Фрагмент текста:
Журнальный зал

Русский
толстый журнал как эстетический феномен

Опубликовано в журнале: Октябрь 2011, 10

Мастера деформации

ЛИТЕРАТУРНАЯ КРИТИКА

 

 

Николай Александров - литературовед, критик, радио- и телеведущий. Родился и живет в Москве. Кандидат наук. Автор книг "Силуэты пушкинской эпохи" (1999) и "Тет-а-тет. Беседы с европейскими писателями" (2010). 

 

 

 

 Александра КИСЕЛЬ

Мастера деформации

 

Единое языковое и смысловое послание, которое читается в трех первых книгах серии «Уроки русского», – это необходимость особого отношения к действительности: не приятия и послушного отображения, к которым привыкла мейнстримная качественная литература (в том числе и литература «нового реализма»), а художественной деформации. Возникающее пространство остранения оглушает читателя, оказавшегося в неуютном, потерявшем привычные связи и смыслы мире. Так происходит приобщение к трудной прозе маргинальных мастеров. Но оно возможно, и даже больше – необходимо: именно за этим упрямым художественным поиском с одной стороны и непрерывным оглушением – с другой, читательской, – и открывается будущее новой литературы, чья разъедающая, ироничная трудность противостоит веселой легкости потребительской цивилизации.

Записи:

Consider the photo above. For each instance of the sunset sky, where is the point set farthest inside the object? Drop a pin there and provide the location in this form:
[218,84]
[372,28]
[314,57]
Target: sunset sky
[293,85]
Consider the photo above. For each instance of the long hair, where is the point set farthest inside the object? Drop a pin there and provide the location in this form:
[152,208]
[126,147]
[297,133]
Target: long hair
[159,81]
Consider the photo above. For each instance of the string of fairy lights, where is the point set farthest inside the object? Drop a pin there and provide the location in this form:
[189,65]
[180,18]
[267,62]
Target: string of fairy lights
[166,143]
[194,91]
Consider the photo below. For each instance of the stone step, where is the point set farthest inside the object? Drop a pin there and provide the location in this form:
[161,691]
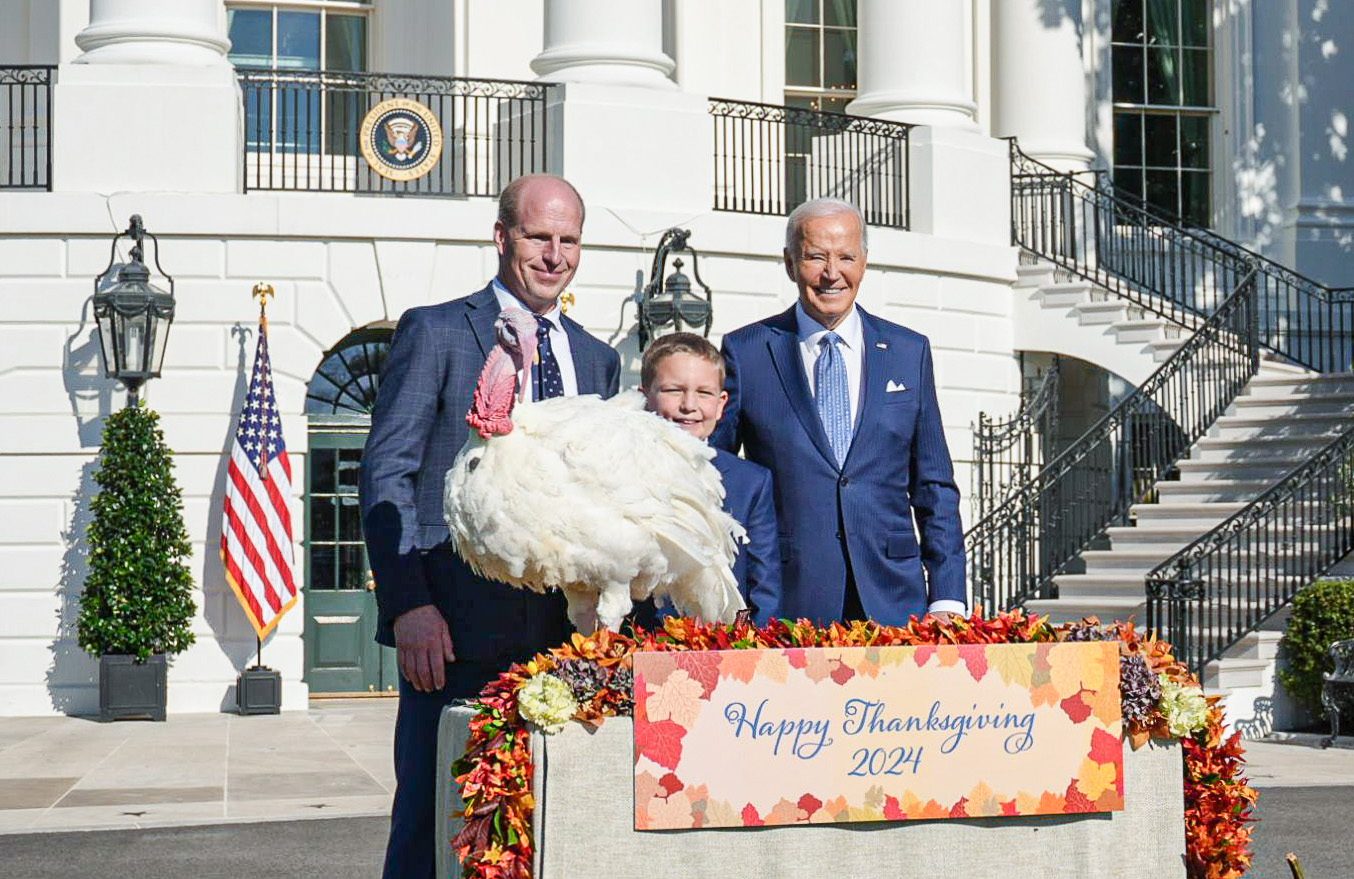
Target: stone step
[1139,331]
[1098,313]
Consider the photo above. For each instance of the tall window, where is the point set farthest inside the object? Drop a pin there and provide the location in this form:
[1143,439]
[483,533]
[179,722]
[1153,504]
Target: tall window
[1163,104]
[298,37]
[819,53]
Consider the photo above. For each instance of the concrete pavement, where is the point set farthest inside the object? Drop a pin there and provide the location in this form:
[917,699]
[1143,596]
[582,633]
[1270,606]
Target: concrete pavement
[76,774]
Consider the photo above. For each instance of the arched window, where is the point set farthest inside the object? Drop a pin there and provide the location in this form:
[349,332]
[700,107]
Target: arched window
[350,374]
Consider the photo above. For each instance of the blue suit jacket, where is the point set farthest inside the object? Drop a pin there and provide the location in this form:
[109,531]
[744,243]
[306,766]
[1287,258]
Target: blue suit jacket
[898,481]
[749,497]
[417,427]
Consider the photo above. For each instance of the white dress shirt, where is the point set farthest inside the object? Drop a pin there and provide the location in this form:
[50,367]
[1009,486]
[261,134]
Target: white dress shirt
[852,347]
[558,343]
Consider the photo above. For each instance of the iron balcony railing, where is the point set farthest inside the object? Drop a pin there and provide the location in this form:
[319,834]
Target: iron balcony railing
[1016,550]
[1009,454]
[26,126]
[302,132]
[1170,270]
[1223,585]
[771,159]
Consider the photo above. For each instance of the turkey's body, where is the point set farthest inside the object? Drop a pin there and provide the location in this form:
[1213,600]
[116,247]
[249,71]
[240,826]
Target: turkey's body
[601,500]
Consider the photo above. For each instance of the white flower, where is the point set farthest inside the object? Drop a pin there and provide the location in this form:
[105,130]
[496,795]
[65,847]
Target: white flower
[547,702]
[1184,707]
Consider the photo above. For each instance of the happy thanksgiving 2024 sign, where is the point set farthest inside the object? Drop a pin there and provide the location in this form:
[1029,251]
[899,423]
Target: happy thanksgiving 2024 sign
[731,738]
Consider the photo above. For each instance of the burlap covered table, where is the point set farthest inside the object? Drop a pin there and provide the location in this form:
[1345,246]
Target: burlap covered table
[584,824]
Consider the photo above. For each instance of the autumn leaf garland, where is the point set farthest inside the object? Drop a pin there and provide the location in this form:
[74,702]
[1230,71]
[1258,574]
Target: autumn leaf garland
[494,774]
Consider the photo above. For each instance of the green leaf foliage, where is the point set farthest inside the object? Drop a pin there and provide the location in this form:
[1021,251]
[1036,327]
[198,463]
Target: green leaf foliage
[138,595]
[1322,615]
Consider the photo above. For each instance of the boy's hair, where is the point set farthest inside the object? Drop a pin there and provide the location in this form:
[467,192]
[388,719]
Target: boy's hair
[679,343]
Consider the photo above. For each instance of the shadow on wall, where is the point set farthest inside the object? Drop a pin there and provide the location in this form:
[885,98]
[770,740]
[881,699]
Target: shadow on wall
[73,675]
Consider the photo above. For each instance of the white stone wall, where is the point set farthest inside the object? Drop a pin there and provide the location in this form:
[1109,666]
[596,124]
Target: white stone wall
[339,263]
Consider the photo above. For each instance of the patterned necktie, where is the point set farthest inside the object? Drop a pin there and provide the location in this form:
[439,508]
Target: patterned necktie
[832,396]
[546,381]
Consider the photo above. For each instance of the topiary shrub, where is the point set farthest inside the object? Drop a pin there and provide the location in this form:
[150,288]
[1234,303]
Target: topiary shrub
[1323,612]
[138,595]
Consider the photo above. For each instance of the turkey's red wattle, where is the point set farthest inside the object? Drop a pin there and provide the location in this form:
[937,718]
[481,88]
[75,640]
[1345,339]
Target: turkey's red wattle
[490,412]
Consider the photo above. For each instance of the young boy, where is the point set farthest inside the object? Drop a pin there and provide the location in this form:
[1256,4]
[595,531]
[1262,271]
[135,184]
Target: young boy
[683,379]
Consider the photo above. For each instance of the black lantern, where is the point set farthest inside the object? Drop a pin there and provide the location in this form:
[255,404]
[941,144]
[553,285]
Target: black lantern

Задачи и задания:
(a) Чему, согласно фрагменту «Мастера деформации», противостоит разъедающая, ироничная трудность новой литературы?
(b) Выведите все строки списка, в которых встречается слово «sunset», учитывая регистр букв.
Текст и список никак не связаны друг с другом.

Ответы к упражнениям:
(a) Веселой легкости потребительской цивилизации.

(b)
Consider the photo above. For each instance of the sunset sky, where is the point set farthest inside the object? Drop a pin there and provide the location in this form:
Target: sunset sky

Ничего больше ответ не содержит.